Prompt:
The records below are to be duplicated exactly as they appear.

** Supplied data follows **

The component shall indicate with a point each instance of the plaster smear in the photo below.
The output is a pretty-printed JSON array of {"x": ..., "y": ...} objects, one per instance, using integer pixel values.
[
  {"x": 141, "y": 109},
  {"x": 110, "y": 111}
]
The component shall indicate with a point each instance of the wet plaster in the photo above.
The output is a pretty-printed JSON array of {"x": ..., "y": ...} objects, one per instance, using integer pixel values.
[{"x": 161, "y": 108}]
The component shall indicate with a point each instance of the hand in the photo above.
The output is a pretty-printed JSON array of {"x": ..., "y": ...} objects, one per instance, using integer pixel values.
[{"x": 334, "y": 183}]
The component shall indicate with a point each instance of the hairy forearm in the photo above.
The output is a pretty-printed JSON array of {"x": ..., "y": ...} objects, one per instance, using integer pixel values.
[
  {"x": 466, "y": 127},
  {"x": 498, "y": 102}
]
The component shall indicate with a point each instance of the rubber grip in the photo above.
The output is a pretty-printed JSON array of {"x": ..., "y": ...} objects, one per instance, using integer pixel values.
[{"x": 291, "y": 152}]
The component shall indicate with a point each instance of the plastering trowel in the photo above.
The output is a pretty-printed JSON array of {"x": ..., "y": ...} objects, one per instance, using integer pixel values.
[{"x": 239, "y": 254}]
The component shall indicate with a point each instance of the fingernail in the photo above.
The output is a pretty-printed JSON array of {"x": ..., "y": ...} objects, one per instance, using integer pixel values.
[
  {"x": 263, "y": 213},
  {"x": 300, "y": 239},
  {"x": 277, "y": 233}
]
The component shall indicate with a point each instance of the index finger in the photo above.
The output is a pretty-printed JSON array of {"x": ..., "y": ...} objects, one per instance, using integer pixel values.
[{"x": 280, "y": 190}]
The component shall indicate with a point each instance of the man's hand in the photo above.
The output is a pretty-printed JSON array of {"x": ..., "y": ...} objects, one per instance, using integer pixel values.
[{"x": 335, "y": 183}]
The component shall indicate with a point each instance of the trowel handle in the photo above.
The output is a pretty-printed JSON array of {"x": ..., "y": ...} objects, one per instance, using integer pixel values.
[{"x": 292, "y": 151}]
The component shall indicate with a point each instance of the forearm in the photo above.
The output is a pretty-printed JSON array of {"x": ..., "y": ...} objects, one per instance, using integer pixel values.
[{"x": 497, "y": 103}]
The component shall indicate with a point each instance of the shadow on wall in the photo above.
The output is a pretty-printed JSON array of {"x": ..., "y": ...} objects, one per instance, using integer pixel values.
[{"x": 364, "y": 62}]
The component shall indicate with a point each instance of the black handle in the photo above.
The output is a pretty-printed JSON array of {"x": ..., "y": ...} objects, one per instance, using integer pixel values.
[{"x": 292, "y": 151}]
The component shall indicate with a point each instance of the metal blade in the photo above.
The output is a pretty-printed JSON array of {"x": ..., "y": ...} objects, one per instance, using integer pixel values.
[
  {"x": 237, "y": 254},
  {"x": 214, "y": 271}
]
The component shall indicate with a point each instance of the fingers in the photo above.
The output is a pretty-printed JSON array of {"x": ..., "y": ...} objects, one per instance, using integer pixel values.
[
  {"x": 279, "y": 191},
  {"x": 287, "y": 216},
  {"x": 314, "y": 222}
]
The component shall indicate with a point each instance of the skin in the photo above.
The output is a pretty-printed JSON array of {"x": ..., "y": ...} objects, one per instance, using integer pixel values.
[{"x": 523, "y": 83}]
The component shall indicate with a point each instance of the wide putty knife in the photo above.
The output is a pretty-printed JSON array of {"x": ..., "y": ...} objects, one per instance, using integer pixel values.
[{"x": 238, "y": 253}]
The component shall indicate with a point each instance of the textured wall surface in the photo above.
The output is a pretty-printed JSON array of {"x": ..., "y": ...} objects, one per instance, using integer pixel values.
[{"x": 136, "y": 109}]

** End of Supplied data **

Response box:
The component shall indicate with a point each instance of the plaster smear in the photo below.
The output is a pretty-printed JSON array of {"x": ..., "y": ...} objects, one per instance, using integer pixel values.
[
  {"x": 141, "y": 109},
  {"x": 110, "y": 111}
]
The component shall indicate with a point each instance of the wet plaster in the photo above.
The output is a pretty-printed JSON array of {"x": ..., "y": ...} objects, one per instance, using integer pixel values.
[{"x": 161, "y": 108}]
The component shall indicate with a point each instance of the hand in the photo above.
The output is a pretty-printed JSON array of {"x": ..., "y": ...} objects, one per instance, using integer pixel values.
[{"x": 334, "y": 183}]
The component shall indicate with a point each instance of the hairy forearm in the photo above.
The output is a pretty-printed JSON array of {"x": ..., "y": ...} objects, one per instance, using integer pixel values.
[
  {"x": 466, "y": 127},
  {"x": 498, "y": 102}
]
The component shall indicate with a point each instance of the rubber grip in the photo above.
The output is a pretty-printed JSON array of {"x": ..., "y": ...} objects, one per instance, using integer pixel values.
[{"x": 291, "y": 152}]
The component shall indicate with a point each instance of the plastering trowel in the photo above.
The output is a pretty-printed JSON array of {"x": ..., "y": ...} objects, one per instance, using integer pixel values.
[{"x": 239, "y": 254}]
The component shall indicate with a point each instance of the fingernail in the photo above.
The output is a pretty-printed JSON array of {"x": ..., "y": ...} objects, one per instance, using integer pixel values.
[
  {"x": 263, "y": 213},
  {"x": 300, "y": 239},
  {"x": 277, "y": 233}
]
The component shall indicate with a point each instance of the index finger in the photo above.
The output is a pretty-printed JSON array of {"x": ..., "y": ...} objects, one per instance, using integer pixel values.
[{"x": 280, "y": 190}]
The component shall indicate with a point each instance of the man's hand in the photo above.
The output is a pretty-printed JSON array of {"x": ..., "y": ...} objects, one per instance, using integer pixel values.
[{"x": 335, "y": 183}]
The component shall indicate with a point each instance of the trowel handle in the photo above.
The output is a pretty-printed JSON array of {"x": ..., "y": ...} objects, one per instance, using integer pixel values.
[{"x": 292, "y": 151}]
The component shall indicate with a point each instance of the forearm in the photo above.
The output is a pretty-printed JSON array of {"x": ..., "y": ...} objects, one per instance, using integer pixel values.
[{"x": 497, "y": 103}]
The component shall indicate with a point each instance of the shadow on wall in the photo above.
The output is a pretty-printed JSON array of {"x": ..., "y": ...} objects, one per instance, using integer pixel values.
[{"x": 364, "y": 62}]
The component shall indicate with a point each instance of the black handle in the photo above.
The output is a pretty-printed JSON array of {"x": ..., "y": ...} objects, one per instance, using integer pixel values.
[{"x": 292, "y": 151}]
The component shall indicate with a point each instance of the metal blade in the photo above.
The output is a pretty-printed JSON array of {"x": ..., "y": ...} objects, one per instance, using integer pixel values.
[
  {"x": 237, "y": 254},
  {"x": 214, "y": 271}
]
The component shall indicate with a point each instance of the fingers in the photo above.
The output is a pretty-printed JSON array of {"x": ..., "y": ...} objects, one per instance, using integer pixel values.
[
  {"x": 279, "y": 191},
  {"x": 287, "y": 216},
  {"x": 314, "y": 222}
]
The component shall indicate with a point each instance of the skin in the photo above.
The output is a pretty-printed JSON array of {"x": ..., "y": ...} objects, one per instance, using integer pixel values.
[{"x": 523, "y": 83}]
The component shall indicate with a point each instance of the wide putty knife in the photo above.
The output is a pretty-printed JSON array of {"x": ..., "y": ...} objects, one per instance, using integer pixel values.
[{"x": 238, "y": 253}]
The component shall indicate with a point each instance of the textured wall surface in the photo above.
The output is a pretty-printed JSON array of {"x": ..., "y": ...} objects, one per instance, using integer pixel values.
[{"x": 136, "y": 109}]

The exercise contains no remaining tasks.